_Exercise_: The data below should be printed in full, exactly, and without any of its images.

[Saved entries]
• • • • •
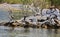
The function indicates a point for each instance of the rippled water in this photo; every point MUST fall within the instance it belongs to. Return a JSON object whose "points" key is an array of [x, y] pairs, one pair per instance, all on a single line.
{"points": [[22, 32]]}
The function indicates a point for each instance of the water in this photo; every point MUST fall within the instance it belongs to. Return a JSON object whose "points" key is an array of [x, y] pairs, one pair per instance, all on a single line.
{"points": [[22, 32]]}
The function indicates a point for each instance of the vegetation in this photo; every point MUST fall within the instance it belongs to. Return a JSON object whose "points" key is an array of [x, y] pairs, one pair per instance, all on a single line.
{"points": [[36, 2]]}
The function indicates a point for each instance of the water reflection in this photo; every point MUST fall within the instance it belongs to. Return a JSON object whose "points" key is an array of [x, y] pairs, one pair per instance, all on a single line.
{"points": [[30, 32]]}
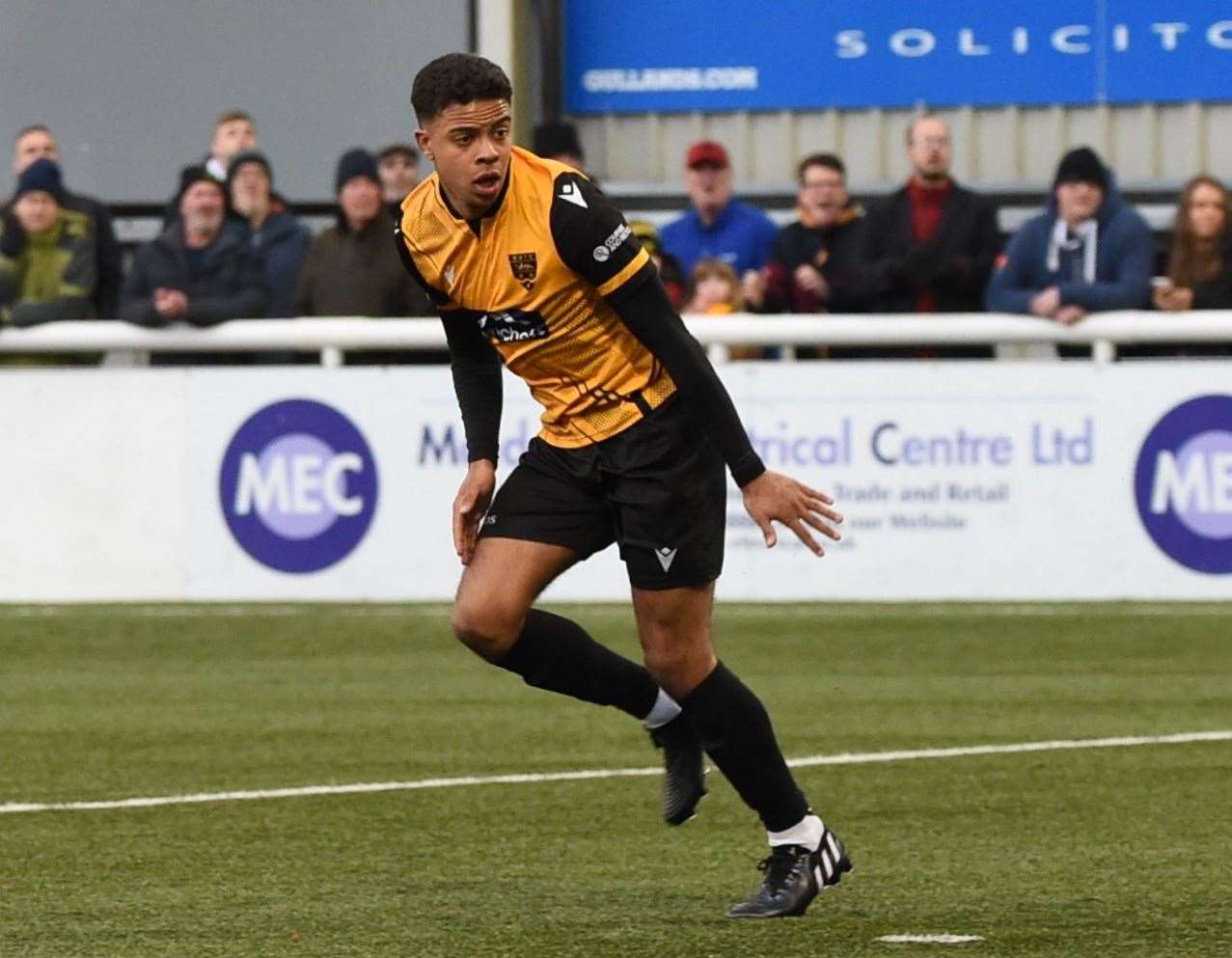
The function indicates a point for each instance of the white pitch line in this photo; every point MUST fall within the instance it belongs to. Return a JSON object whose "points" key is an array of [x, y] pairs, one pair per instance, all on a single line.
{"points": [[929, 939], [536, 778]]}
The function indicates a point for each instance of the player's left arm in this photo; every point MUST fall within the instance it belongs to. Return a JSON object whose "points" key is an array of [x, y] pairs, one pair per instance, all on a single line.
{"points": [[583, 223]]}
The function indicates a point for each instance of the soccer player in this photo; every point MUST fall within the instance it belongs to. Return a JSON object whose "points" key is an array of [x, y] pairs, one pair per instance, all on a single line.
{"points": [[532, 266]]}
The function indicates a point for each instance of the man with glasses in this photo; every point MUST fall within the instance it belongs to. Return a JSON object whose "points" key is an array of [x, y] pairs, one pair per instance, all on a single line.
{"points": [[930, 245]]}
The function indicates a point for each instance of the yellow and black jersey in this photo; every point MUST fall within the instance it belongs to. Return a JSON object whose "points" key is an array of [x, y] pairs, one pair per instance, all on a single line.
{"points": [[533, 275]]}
• • • • •
_Response box_:
The function indicates a point for each instance of the rippled water in this photo; every point MUST fall within the instance it belongs to. Return a JSON object whose "points" key is an array of [x, y] pairs, one pair per instance, all on a single line.
{"points": [[22, 32]]}
The function indicates a point for each instance of the water in this photo; every point MUST fall within the instance it belongs to. Return a JSON object whose "points" key is an array of [x, y] pairs, one pair per instance, all on a single line.
{"points": [[22, 32]]}
The function indicates a point for each instance of the vegetation in this photo; every point MUST fall within the instance it belongs to. Return a JSON object whose "points" key is an array of [x, y] pairs, one pair per instance, all on a single line.
{"points": [[36, 2]]}
The function indicates a point for each instance of the water reflection in this photo; every point MUST fall within the instance it belongs to. Return a JSON object whose "points" key is an array of [x, y] pairs, one pair per instance, all on a single line.
{"points": [[30, 32]]}
The function indicates a point for each instance of the white pitch line in this photo; every point MUST fall within the instance it belongs to. Return a JSON object whose "points" key is an array of [x, y] pairs, one pair per instance, all on a single line.
{"points": [[929, 939], [536, 778]]}
The function indicates a point for each instance of the player's left arm in this photo; every point MUST fall within the instance it belongs to. Return a JSON object whose "points" key is an array of [x, y] pairs, one pair per instance, all on a single line.
{"points": [[583, 223]]}
The function indicates a point for each instance of the soccer player in this photo; every point MUST fall within the instance it belongs to. Return a JSON object whose "points" key is an array of [x, y] pairs, one pair per instance, all on a single line.
{"points": [[532, 266]]}
The function indicates a point for each instance of the man with glasses in this photo; every point MUST fall within the instance it belongs to. Return a JSON object whose "points" key is an array of [x, y] pairs, one pair per instance, all on a single line.
{"points": [[930, 245]]}
The function indicates a point for each instance of the yellow and black jersey in this photo; every point MUST fall within the instance it belongs to. Return a JSON object whose "points" key is an array of [x, y] pairs, one pair per instance, all on a single line.
{"points": [[533, 275]]}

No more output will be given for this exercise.